- _WHAT IS BEING ASKED_
Print every record below exactly as it stands, but leave out the pictures.
- Opening Delimiter -
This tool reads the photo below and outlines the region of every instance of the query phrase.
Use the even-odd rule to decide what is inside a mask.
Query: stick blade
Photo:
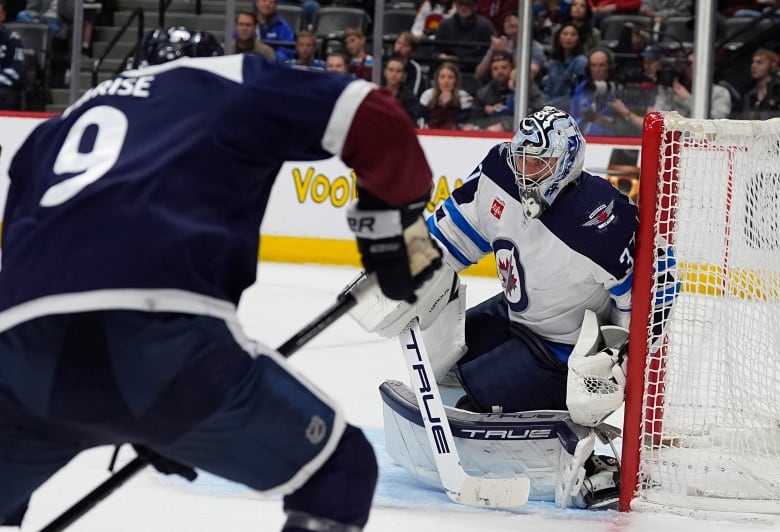
[[[528,478],[482,478],[466,476],[457,491],[447,490],[454,502],[487,508],[517,508],[528,502]]]

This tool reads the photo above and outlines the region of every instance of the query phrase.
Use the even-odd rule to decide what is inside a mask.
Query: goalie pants
[[[520,336],[513,329],[503,293],[466,311],[468,350],[458,374],[470,406],[478,412],[566,410],[568,368],[550,356],[549,348],[560,352],[572,346],[545,343],[530,332]]]
[[[232,330],[208,316],[115,310],[0,334],[0,523],[79,452],[129,442],[363,526],[371,445],[281,357],[250,356]]]

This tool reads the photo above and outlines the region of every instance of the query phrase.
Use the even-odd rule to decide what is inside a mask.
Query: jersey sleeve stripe
[[[442,234],[436,225],[436,221],[434,220],[433,216],[429,217],[426,222],[428,224],[428,230],[431,232],[431,235],[433,235],[434,238],[439,241],[439,243],[447,248],[447,251],[455,260],[460,262],[464,267],[474,264]]]
[[[347,133],[357,108],[375,86],[364,80],[355,80],[344,88],[333,106],[328,126],[322,136],[322,147],[329,153],[341,157]]]
[[[444,209],[447,214],[450,215],[455,226],[460,229],[464,235],[466,235],[482,253],[490,253],[493,248],[490,246],[490,242],[482,238],[482,235],[477,233],[474,227],[466,220],[465,216],[460,212],[458,206],[452,201],[452,197],[447,198],[444,201]]]
[[[631,292],[631,285],[634,282],[634,275],[628,275],[625,279],[623,279],[623,282],[620,284],[617,284],[609,289],[609,293],[620,297],[628,292]]]

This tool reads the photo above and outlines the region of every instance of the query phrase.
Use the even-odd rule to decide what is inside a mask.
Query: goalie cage
[[[651,113],[641,157],[620,509],[773,520],[780,119]],[[674,248],[681,292],[655,348],[658,237]]]

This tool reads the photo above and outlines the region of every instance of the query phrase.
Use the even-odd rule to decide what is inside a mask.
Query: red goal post
[[[620,509],[780,514],[780,119],[649,114],[638,205]]]

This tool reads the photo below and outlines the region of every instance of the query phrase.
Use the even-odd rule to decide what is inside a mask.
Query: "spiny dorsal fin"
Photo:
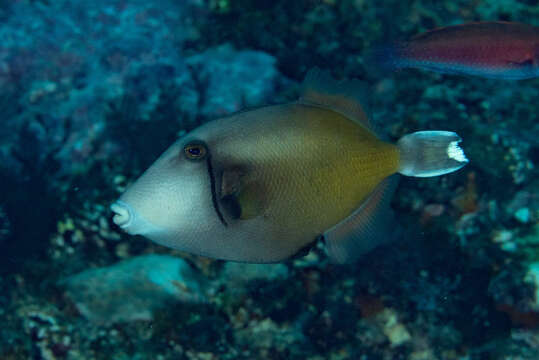
[[[360,80],[337,81],[327,71],[313,68],[303,80],[298,101],[335,111],[375,132],[366,110],[368,87]]]

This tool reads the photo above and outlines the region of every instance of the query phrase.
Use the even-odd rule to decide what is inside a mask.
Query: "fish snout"
[[[128,234],[148,236],[164,230],[162,227],[148,221],[140,213],[140,208],[136,208],[125,201],[117,200],[110,206],[110,209],[114,213],[112,221]]]
[[[118,200],[110,206],[110,209],[114,213],[112,221],[127,231],[127,228],[133,222],[133,210],[131,207],[123,201]]]

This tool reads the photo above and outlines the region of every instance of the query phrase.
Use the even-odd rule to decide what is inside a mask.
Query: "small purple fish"
[[[427,31],[372,50],[377,69],[419,68],[446,74],[521,80],[539,76],[539,27],[477,22]]]

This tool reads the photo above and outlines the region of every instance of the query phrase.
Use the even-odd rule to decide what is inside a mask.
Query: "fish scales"
[[[325,239],[333,261],[355,260],[390,239],[379,220],[390,218],[393,174],[437,176],[467,162],[452,132],[380,140],[363,88],[313,70],[296,102],[200,126],[111,206],[114,222],[217,259],[283,261]]]

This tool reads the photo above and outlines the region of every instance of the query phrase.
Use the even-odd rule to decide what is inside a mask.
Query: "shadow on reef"
[[[410,234],[408,234],[410,236]],[[369,284],[389,289],[394,303],[412,319],[428,320],[434,345],[446,339],[443,327],[454,327],[460,343],[471,347],[507,337],[509,317],[496,308],[489,292],[493,269],[475,263],[440,228],[416,233],[393,246],[376,249],[357,265],[358,285],[368,293]],[[371,269],[371,270],[368,270]],[[436,344],[438,342],[439,344]]]
[[[161,90],[146,120],[139,118],[136,99],[130,94],[109,103],[105,133],[94,140],[84,171],[62,170],[66,160],[59,154],[75,131],[69,120],[62,125],[60,141],[51,141],[54,134],[48,132],[48,124],[54,122],[44,119],[44,114],[12,129],[12,161],[0,165],[0,273],[17,271],[29,260],[42,259],[50,247],[50,235],[67,209],[84,212],[88,199],[107,203],[117,195],[110,187],[115,175],[140,172],[177,138],[178,119],[185,117],[175,103],[180,90],[166,84]],[[9,99],[3,97],[4,102]],[[20,110],[5,108],[13,109],[8,117]],[[182,125],[188,129],[196,126]],[[99,159],[96,151],[108,155]]]
[[[40,121],[39,117],[36,121]],[[44,254],[49,245],[47,234],[54,231],[61,207],[51,181],[60,166],[55,160],[60,149],[43,154],[29,123],[17,136],[11,156],[21,164],[20,168],[0,165],[0,203],[10,223],[9,233],[0,242],[0,273],[12,272],[25,261]]]

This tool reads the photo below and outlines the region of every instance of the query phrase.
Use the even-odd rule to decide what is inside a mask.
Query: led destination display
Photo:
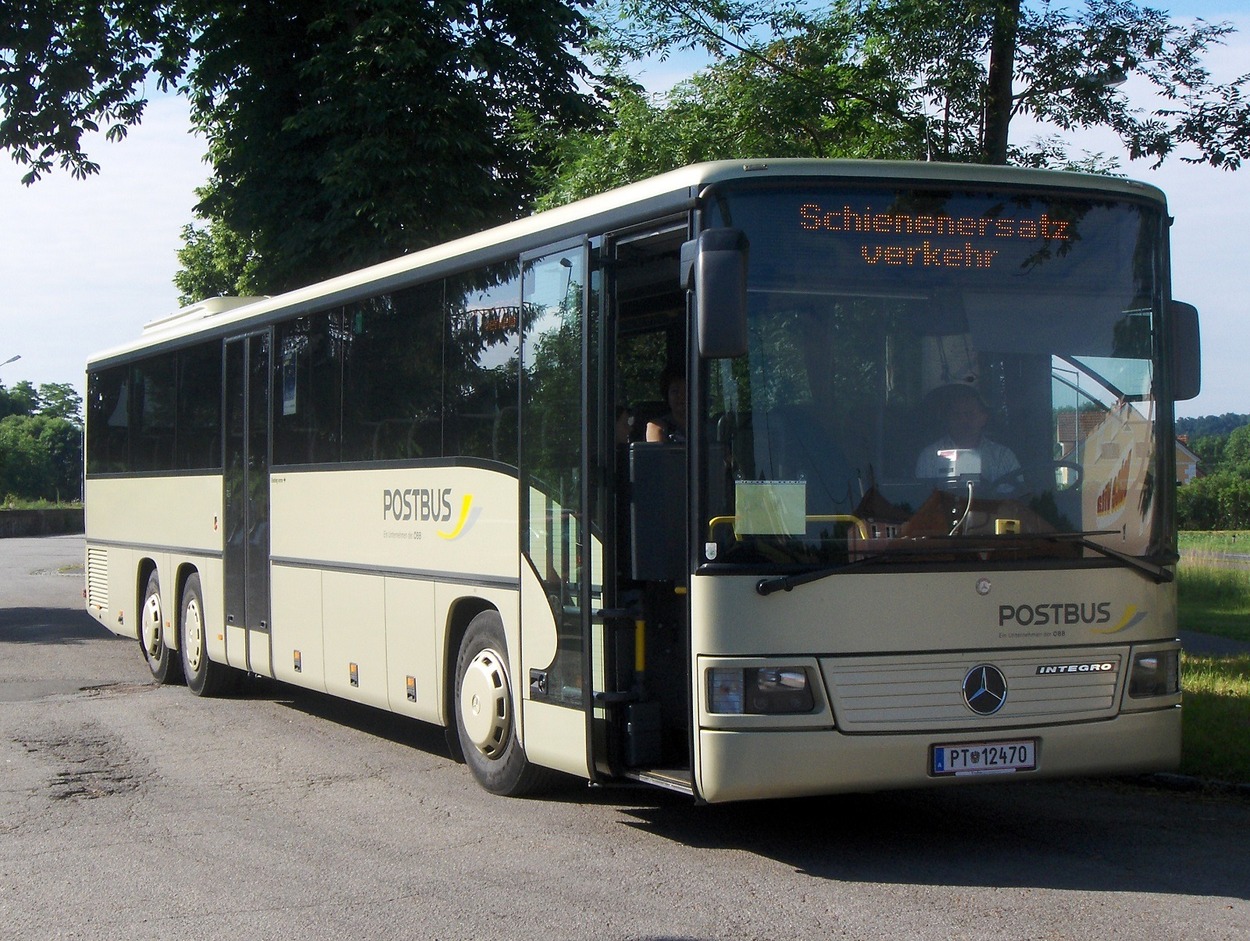
[[[862,241],[861,259],[867,265],[923,268],[990,268],[1009,241],[1062,245],[1076,237],[1071,221],[1046,212],[1025,217],[956,216],[879,212],[849,204],[829,209],[815,202],[799,206],[799,228],[854,237],[900,237],[904,240]]]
- Closing Delimiter -
- _RESULT OF THE EXERCISE_
This tool reads the photo below and outlines the region of every instance of the query phrase.
Use the even-odd rule to decide what is inside a mask.
Query: stick blade
Photo:
[[[528,478],[482,478],[466,476],[457,491],[447,490],[454,502],[487,508],[517,508],[528,502]]]

This tool reads the photo above and outlines the region of every instance of the query phrase.
Use the even-odd rule to decide what is inside a mask.
Query: goalie pants
[[[520,336],[513,329],[503,293],[466,311],[468,350],[458,374],[470,406],[478,412],[566,410],[568,368],[550,356],[549,348],[560,352],[572,346],[545,343],[530,332]]]
[[[232,330],[208,316],[115,310],[0,334],[0,523],[79,452],[129,442],[363,526],[371,445],[281,357],[250,356]]]

This tool reads the photo above and outlines the region of every instance of the query phrase.
Use the even-odd rule to decide what is inside a mask.
Query: jersey sleeve stripe
[[[442,234],[436,225],[436,221],[434,220],[433,216],[429,217],[426,222],[428,224],[428,230],[431,232],[431,235],[433,235],[434,238],[439,241],[439,243],[447,248],[447,251],[455,260],[460,262],[464,267],[474,264]]]
[[[347,133],[357,108],[375,86],[364,80],[355,80],[344,88],[333,106],[328,126],[322,136],[322,147],[329,153],[341,157]]]
[[[444,209],[447,214],[450,215],[455,226],[460,229],[464,235],[466,235],[482,253],[490,253],[493,248],[490,246],[490,242],[482,238],[482,235],[477,233],[474,227],[466,220],[465,216],[460,212],[458,206],[452,201],[452,197],[447,198],[444,201]]]
[[[631,292],[631,285],[634,282],[634,275],[628,275],[625,279],[623,279],[623,282],[620,284],[617,284],[609,289],[609,293],[620,297],[628,292]]]

This tool reads the photo above and outlines the region of every instance of the query phrase.
Use the even-odd rule to decide what is inside a mask.
Query: goalie cage
[[[651,113],[641,157],[620,509],[773,520],[780,119]],[[674,248],[681,292],[655,348],[658,237]]]

This tool reads the photo above and outlines the region of every instance of the query phrase.
Use the even-odd rule to decide what is inside a mask.
Query: red goal post
[[[620,509],[780,514],[780,119],[649,114],[638,205]]]

This tool reads the photo below and outlines the region of every instance of the query phrase.
Use the even-odd rule to decide what is inside a mask.
Query: "spiny dorsal fin"
Photo:
[[[360,80],[337,81],[327,71],[313,68],[303,80],[298,101],[335,111],[375,132],[366,110],[368,87]]]

This tool reads the photo above and outlines the region of every instance of the query phrase.
Use the even-odd rule to decide what is inside a mask.
Query: "fish snout"
[[[128,234],[148,236],[164,230],[162,227],[148,221],[140,213],[140,208],[136,208],[125,201],[117,200],[110,206],[110,209],[114,213],[112,221]]]
[[[118,200],[110,206],[110,209],[114,213],[112,221],[127,231],[127,228],[133,222],[133,210],[131,207],[123,201]]]

This tool reads the photo above and outlines the region of every instance of the query phrase.
Use the even-odd rule to decide what is inside a mask.
Query: "small purple fish"
[[[427,31],[372,50],[377,69],[419,68],[446,74],[521,80],[539,76],[539,27],[477,22]]]

This tool reads the photo above and outlines the region of every instance of the query phrase.
Use the even-odd rule to decide what is inside a mask.
Query: "fish scales"
[[[325,239],[333,261],[355,260],[390,239],[379,220],[390,218],[393,174],[437,176],[467,162],[452,132],[380,140],[363,88],[313,70],[296,102],[200,126],[111,206],[114,222],[217,259],[283,261]]]

This tool reads the photo above and outlines the region of every instance of the query phrase.
Use the even-odd rule to decide what is inside a mask.
Query: "shadow on reef"
[[[410,234],[408,234],[410,236]],[[369,284],[389,289],[394,303],[412,319],[428,320],[434,345],[446,339],[443,327],[454,327],[460,343],[471,347],[507,337],[509,317],[496,308],[489,292],[493,269],[475,263],[440,228],[416,233],[393,246],[376,249],[357,265],[358,285],[368,293]],[[371,269],[371,270],[368,270]],[[436,344],[438,342],[439,344]]]
[[[161,90],[146,120],[139,118],[136,99],[130,94],[109,103],[105,133],[94,140],[84,171],[62,170],[66,160],[59,154],[75,131],[69,120],[62,125],[60,141],[51,141],[54,134],[48,132],[48,124],[54,122],[44,119],[44,114],[12,129],[12,161],[0,165],[0,273],[17,271],[29,260],[42,259],[50,247],[50,235],[67,209],[84,212],[88,199],[107,203],[117,195],[110,187],[115,175],[140,172],[177,138],[178,119],[185,117],[175,103],[180,90],[166,84]],[[9,99],[3,97],[4,102]],[[20,110],[5,108],[13,109],[8,117]],[[182,125],[188,129],[196,126]],[[99,159],[96,151],[108,155]]]
[[[40,121],[39,117],[36,121]],[[44,254],[49,245],[47,234],[54,231],[61,207],[51,181],[60,166],[55,160],[60,149],[43,154],[29,123],[17,136],[11,156],[21,164],[20,168],[0,165],[0,203],[10,223],[9,233],[0,242],[0,273],[12,272],[25,261]]]

This tool reads the photo below and outlines the region of every instance of the query phrase.
Use the even-odd rule to decide what is inside a mask.
Query: led destination display
Photo:
[[[862,241],[861,259],[867,265],[923,268],[990,268],[1009,241],[1062,245],[1076,237],[1071,221],[1046,212],[1025,217],[956,216],[879,212],[849,204],[829,209],[815,202],[799,206],[799,228],[854,237],[900,237],[904,240]]]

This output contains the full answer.